Referring expression data
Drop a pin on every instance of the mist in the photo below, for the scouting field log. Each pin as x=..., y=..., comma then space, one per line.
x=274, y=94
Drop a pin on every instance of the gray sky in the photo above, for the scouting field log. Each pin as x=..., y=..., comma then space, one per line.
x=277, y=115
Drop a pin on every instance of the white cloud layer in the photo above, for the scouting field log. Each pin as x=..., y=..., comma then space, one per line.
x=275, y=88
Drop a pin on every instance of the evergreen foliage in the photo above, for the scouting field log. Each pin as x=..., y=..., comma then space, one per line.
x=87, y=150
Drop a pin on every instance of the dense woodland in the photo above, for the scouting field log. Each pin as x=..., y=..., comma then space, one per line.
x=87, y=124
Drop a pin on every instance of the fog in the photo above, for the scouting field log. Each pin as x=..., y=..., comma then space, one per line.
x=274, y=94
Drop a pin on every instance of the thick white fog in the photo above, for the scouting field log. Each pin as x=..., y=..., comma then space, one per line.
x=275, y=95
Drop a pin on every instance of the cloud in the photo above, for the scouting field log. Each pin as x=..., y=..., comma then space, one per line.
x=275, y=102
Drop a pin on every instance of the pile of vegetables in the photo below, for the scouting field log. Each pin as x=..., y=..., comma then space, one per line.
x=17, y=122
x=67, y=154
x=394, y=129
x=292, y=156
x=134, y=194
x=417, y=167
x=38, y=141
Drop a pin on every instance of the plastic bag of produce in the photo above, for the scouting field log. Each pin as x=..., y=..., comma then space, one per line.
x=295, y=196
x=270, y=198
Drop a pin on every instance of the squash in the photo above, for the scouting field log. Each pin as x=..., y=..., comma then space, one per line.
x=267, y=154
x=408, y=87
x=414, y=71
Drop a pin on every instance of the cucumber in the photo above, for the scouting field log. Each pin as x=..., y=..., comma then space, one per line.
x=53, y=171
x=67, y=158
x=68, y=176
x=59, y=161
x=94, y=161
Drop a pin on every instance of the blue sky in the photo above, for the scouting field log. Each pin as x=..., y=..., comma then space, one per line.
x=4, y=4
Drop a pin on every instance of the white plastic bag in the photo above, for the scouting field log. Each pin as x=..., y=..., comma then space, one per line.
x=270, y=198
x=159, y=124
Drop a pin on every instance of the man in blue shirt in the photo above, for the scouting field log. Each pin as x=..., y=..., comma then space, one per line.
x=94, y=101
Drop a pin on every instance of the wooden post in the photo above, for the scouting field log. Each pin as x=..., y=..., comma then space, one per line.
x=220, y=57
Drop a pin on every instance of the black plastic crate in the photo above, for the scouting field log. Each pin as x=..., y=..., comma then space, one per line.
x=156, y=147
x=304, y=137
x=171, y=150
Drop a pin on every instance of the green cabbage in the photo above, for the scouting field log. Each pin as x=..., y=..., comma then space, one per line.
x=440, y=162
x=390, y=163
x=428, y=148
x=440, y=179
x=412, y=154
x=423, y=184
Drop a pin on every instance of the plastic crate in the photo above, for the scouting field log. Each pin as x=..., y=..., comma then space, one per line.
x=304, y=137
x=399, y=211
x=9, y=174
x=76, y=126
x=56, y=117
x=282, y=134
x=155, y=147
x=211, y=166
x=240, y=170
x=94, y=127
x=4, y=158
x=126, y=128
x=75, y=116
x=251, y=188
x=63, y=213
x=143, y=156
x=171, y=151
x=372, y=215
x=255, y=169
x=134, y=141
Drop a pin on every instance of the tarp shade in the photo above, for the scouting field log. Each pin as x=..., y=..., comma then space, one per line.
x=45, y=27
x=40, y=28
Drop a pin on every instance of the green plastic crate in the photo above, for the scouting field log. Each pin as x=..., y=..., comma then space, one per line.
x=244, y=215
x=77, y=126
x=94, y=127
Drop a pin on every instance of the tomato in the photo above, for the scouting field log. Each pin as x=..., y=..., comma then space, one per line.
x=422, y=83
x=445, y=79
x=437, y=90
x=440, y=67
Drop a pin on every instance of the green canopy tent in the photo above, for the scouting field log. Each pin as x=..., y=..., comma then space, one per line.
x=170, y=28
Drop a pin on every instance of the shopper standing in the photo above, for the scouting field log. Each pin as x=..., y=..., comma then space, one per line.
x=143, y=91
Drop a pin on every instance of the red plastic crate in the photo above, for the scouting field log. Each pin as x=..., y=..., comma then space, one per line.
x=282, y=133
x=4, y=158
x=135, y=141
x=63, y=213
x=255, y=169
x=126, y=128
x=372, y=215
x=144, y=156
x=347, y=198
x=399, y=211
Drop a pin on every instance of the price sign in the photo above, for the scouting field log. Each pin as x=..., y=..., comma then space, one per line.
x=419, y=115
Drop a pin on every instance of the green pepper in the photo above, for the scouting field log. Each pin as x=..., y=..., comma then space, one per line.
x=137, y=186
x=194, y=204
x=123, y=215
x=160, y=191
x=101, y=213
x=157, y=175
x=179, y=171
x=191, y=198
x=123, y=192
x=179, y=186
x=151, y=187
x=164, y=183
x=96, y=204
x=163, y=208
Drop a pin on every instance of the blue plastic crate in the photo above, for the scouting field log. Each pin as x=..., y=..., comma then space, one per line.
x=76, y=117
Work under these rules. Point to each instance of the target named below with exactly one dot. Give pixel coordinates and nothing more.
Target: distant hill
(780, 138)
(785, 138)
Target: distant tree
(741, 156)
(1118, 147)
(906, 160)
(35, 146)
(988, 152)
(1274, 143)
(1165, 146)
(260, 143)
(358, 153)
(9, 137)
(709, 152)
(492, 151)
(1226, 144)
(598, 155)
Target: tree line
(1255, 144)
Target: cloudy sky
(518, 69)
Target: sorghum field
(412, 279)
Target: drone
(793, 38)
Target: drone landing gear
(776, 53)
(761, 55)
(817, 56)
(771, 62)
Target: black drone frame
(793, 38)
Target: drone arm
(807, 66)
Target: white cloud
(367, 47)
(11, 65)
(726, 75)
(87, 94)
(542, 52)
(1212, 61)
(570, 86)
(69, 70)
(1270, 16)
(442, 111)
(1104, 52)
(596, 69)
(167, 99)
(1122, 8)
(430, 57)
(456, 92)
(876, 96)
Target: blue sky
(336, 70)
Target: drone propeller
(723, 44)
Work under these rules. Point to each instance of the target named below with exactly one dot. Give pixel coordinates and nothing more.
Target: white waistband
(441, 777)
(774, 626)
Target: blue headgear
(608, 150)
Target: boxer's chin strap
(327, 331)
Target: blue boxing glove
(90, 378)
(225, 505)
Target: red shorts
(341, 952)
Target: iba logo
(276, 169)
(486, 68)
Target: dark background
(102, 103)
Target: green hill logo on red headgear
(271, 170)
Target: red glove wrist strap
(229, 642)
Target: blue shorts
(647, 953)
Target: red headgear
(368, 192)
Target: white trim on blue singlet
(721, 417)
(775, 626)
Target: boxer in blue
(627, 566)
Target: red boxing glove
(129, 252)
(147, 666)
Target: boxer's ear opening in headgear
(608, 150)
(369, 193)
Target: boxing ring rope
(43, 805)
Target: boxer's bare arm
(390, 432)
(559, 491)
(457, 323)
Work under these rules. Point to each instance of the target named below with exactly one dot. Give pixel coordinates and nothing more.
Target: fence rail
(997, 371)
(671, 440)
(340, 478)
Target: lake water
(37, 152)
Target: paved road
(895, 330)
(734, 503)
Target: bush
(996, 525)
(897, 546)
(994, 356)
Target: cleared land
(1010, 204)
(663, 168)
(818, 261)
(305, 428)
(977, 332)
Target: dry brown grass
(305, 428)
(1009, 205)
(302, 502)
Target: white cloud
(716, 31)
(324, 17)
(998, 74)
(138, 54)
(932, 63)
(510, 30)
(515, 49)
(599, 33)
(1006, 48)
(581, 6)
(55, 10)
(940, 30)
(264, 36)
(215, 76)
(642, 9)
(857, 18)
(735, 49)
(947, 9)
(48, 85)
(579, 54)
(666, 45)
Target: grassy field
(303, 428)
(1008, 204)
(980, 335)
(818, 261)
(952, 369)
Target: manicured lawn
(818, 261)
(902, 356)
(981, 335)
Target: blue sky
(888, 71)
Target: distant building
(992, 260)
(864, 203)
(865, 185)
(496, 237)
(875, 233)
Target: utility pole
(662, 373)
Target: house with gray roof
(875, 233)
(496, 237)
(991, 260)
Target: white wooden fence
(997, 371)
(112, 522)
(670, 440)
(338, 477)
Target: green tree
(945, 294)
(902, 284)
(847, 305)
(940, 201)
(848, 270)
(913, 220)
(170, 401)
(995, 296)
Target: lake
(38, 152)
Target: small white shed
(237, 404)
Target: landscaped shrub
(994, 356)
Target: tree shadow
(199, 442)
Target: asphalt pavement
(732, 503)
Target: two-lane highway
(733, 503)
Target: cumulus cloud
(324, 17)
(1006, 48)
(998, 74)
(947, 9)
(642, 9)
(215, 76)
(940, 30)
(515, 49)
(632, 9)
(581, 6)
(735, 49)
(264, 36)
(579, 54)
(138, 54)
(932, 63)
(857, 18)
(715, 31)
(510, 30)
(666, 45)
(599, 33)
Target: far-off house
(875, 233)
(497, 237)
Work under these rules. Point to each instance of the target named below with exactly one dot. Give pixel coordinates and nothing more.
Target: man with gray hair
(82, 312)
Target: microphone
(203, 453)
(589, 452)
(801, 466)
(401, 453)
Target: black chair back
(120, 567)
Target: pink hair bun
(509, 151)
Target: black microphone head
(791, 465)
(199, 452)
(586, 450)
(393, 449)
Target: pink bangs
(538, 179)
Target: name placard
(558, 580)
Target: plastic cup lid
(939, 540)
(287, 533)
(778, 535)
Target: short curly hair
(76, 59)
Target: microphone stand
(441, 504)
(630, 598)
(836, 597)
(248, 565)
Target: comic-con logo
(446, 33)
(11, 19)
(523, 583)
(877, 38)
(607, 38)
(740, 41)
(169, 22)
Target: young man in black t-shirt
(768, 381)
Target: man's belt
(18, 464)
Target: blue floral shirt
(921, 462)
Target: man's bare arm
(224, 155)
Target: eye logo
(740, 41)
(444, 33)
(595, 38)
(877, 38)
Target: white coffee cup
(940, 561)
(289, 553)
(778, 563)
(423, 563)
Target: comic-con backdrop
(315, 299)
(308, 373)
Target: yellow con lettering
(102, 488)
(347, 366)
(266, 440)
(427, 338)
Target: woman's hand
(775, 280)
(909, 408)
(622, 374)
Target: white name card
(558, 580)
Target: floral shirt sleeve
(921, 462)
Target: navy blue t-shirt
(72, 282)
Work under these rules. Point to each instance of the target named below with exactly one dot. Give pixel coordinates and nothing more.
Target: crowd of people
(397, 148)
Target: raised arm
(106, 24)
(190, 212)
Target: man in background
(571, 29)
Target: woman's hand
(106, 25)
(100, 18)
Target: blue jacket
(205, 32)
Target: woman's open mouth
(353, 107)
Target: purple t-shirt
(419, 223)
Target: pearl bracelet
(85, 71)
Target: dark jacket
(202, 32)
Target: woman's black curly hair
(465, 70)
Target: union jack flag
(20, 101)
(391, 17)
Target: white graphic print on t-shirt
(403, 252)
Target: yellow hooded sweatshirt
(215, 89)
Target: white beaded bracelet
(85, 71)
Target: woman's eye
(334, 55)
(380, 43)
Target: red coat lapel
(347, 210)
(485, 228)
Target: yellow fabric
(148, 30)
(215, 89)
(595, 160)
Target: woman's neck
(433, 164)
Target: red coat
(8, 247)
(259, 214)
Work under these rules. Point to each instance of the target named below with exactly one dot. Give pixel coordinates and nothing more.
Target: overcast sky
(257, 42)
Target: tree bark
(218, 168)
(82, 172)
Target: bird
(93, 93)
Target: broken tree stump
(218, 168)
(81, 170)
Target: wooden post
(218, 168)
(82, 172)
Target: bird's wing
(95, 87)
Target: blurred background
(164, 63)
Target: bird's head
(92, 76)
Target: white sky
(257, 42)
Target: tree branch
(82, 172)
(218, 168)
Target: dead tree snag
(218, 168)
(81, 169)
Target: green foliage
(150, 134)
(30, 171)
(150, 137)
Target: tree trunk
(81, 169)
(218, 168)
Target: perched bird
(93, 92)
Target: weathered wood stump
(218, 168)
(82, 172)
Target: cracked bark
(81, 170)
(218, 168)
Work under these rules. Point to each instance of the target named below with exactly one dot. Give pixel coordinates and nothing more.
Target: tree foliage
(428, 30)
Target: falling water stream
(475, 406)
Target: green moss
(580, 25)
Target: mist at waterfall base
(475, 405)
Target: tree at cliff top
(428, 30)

=== EXERCISE BRIEF ===
Only the lines from the one containing "Target: tree trunk" through the end of the entries above should be written out, exactly and in full.

=== FINAL ANSWER ===
Target: tree trunk
(81, 169)
(218, 168)
Target: perched bird
(93, 92)
Target: weathered wood stump
(218, 168)
(82, 172)
Target: cracked bark
(81, 170)
(218, 168)
Work under these rules. Point to each instance of the target named below with exactly one dot. Give pixel coordinates and nothing more.
Target: tree foliage
(428, 30)
Target: falling water stream
(475, 406)
Target: green moss
(580, 25)
Target: mist at waterfall base
(475, 405)
Target: tree at cliff top
(428, 30)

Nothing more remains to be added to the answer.